▸ **YOUR OBJECTIVE**:
The whole of the material needs to be repeated exactly, line for line.

(Beginning of INPUT MATERIAL)

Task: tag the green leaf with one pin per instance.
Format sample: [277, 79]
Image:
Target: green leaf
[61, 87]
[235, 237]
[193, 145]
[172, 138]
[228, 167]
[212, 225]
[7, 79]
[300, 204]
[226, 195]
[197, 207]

(End of INPUT MATERIAL)

▸ **RESULT BELOW**:
Task: tag the green leaf with one pin per instance.
Format sample: [277, 79]
Image:
Target: green leaf
[61, 87]
[235, 237]
[193, 145]
[172, 138]
[228, 167]
[212, 225]
[7, 79]
[300, 204]
[226, 195]
[197, 207]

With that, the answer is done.